* **WRITTEN TASK**
Repeat verbatim the lines of the data below, beginning with the line containing "Bet you can't find group of children" and continuing to the end.
>> start DATA IN THIS EXERCISE
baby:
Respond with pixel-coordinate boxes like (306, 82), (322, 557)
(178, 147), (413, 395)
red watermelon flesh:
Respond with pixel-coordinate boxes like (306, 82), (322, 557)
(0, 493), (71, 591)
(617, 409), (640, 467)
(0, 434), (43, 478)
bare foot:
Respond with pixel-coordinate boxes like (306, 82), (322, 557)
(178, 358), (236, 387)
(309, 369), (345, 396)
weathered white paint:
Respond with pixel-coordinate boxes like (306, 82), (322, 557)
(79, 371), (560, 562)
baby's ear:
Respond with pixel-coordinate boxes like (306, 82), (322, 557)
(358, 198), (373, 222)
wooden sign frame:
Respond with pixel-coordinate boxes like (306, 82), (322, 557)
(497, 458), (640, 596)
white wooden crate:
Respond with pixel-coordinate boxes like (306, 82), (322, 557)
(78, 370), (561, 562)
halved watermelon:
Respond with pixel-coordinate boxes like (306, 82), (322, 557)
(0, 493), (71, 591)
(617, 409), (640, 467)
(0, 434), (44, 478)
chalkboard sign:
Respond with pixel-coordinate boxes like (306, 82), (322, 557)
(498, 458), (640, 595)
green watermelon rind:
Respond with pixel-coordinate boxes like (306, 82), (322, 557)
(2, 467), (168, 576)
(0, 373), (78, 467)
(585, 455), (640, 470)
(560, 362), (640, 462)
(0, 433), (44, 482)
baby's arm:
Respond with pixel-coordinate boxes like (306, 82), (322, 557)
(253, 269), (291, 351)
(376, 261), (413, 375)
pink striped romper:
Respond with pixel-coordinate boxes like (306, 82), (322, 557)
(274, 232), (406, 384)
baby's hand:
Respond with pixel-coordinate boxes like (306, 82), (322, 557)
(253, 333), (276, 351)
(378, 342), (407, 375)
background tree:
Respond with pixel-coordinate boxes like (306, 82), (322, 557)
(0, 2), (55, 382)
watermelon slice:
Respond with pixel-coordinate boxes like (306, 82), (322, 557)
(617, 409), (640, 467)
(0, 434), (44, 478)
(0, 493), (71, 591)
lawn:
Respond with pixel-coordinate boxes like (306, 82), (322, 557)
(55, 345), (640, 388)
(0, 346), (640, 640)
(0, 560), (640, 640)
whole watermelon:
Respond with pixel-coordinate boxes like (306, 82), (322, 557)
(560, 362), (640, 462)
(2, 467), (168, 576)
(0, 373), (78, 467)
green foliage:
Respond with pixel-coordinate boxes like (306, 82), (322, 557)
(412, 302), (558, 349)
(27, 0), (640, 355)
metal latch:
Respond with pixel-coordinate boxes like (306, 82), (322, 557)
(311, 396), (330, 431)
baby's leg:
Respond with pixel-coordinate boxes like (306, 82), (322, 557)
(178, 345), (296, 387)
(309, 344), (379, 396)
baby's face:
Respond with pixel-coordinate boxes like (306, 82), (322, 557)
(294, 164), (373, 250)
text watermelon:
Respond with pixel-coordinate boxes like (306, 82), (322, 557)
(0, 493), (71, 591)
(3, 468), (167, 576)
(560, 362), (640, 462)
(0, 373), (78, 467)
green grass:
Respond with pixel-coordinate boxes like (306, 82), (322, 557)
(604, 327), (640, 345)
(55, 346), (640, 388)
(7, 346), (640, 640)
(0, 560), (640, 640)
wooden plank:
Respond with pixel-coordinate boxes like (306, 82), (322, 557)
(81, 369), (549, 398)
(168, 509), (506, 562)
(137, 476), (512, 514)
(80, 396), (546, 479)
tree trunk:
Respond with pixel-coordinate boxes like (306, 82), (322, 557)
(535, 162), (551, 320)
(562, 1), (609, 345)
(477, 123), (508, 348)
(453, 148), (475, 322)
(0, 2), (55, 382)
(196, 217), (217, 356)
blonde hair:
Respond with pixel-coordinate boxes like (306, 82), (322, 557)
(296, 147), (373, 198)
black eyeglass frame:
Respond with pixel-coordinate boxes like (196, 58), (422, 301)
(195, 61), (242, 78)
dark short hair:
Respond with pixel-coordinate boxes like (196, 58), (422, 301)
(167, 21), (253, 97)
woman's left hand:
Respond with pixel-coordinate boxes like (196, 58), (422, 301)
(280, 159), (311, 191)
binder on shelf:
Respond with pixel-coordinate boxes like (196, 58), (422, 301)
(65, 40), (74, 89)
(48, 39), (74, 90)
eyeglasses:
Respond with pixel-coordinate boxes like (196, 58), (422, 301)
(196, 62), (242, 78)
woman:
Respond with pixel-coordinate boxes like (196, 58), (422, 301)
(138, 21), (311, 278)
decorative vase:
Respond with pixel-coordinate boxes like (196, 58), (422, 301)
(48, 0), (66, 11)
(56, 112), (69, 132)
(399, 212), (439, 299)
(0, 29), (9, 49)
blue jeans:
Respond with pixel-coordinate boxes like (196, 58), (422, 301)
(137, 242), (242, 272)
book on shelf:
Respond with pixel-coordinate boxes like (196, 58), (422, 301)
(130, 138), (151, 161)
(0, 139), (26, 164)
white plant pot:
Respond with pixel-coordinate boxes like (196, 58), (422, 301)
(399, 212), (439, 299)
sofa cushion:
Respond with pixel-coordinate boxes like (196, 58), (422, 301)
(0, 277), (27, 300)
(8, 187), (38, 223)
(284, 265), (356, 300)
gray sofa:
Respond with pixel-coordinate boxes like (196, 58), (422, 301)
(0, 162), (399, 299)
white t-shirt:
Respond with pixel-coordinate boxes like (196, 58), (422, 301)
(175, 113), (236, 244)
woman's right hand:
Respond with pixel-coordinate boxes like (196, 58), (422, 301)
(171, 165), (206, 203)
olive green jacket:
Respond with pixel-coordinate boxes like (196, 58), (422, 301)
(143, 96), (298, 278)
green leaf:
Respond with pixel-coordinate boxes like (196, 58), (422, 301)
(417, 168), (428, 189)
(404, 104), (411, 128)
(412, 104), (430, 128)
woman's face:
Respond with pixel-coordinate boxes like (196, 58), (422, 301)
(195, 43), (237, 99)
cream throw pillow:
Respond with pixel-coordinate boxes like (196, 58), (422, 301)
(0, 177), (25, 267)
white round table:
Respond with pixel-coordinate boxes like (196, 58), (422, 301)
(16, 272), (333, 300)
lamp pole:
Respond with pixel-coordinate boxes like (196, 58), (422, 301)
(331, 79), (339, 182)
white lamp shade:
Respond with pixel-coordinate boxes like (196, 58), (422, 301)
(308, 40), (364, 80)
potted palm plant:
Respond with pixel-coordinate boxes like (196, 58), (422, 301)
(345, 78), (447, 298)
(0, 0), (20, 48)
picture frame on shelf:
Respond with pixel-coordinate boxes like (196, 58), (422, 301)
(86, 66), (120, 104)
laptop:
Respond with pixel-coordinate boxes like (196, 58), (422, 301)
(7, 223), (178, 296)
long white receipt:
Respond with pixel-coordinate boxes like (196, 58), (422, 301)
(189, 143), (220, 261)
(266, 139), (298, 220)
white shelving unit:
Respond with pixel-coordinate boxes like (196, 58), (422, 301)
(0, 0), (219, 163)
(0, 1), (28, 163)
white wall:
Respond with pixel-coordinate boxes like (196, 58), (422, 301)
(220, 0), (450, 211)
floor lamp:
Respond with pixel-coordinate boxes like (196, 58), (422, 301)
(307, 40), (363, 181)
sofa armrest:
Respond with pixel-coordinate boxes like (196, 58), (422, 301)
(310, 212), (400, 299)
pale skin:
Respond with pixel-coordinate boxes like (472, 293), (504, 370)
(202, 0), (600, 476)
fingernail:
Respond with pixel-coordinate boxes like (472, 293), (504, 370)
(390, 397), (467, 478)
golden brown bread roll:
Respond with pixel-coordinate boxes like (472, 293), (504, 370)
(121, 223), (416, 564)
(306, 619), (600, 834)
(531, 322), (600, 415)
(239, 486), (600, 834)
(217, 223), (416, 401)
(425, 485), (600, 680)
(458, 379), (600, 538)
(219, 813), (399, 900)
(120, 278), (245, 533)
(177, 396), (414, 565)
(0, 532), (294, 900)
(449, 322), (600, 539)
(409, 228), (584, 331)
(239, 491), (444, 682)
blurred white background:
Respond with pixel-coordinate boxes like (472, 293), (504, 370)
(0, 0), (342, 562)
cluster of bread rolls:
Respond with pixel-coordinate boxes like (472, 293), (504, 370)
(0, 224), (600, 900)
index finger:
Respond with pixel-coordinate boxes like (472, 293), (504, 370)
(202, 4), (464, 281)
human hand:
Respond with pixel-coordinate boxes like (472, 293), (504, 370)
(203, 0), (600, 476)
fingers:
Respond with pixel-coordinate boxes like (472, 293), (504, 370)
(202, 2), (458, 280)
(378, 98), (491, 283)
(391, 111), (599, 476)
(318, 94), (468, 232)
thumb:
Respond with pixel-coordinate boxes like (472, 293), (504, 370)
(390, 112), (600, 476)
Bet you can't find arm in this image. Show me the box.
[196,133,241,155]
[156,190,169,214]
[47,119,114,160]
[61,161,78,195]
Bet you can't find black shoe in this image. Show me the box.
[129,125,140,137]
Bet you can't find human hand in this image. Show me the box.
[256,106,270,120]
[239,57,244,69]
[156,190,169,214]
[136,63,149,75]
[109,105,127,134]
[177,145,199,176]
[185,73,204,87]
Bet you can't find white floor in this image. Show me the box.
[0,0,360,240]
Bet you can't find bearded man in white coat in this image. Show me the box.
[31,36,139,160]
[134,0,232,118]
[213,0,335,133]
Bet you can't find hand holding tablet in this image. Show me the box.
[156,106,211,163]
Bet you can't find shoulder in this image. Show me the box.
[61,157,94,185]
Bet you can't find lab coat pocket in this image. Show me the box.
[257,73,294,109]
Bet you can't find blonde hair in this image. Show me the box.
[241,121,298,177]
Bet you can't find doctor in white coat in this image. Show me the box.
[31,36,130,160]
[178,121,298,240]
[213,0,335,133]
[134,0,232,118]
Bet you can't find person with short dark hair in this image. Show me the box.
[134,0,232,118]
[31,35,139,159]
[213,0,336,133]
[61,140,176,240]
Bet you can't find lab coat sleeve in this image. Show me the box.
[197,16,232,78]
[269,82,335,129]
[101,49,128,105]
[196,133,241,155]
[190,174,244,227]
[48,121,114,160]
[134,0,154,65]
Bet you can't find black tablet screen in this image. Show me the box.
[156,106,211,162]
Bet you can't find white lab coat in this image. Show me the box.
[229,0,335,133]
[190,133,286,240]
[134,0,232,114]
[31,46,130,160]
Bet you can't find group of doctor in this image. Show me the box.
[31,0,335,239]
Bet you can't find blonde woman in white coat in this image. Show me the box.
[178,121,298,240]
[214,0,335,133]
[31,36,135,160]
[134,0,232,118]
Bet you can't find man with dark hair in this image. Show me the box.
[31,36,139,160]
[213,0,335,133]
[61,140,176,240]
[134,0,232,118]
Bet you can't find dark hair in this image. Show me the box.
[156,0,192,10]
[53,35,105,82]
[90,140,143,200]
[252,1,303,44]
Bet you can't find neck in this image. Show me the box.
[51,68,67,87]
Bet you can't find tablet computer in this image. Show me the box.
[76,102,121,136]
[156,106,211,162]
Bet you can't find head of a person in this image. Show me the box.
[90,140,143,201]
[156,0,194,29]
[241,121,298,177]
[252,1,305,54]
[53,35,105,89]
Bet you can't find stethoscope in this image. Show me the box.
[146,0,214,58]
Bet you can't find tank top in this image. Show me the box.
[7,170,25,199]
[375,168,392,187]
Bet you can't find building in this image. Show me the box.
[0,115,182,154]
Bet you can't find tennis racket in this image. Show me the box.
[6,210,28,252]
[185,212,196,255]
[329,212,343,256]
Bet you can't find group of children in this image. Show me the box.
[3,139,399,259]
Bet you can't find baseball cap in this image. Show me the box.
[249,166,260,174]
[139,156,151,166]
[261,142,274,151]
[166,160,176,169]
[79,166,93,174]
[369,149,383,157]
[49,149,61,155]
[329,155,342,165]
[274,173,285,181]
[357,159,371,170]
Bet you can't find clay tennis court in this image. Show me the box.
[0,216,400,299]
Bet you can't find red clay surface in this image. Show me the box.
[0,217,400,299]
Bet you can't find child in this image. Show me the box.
>> end DATA IN THIS EXERCISE
* **OUTPUT OF THE EXERCISE**
Bet you can't find group of children in this image. Show me the box.
[3,139,399,259]
Bet you can't find baseball cap in this image. Show me the box.
[249,166,260,174]
[139,156,151,166]
[261,142,274,151]
[166,160,176,169]
[79,166,93,174]
[369,149,383,157]
[49,149,61,155]
[329,155,342,165]
[274,173,285,181]
[357,159,371,170]
Bet you can't find clay tennis court in this image. Show me the box.
[0,216,400,299]
Bet you can't find red clay surface in this image. Show me the box.
[0,217,400,299]
Bet you can't find child in this image. Show me the box.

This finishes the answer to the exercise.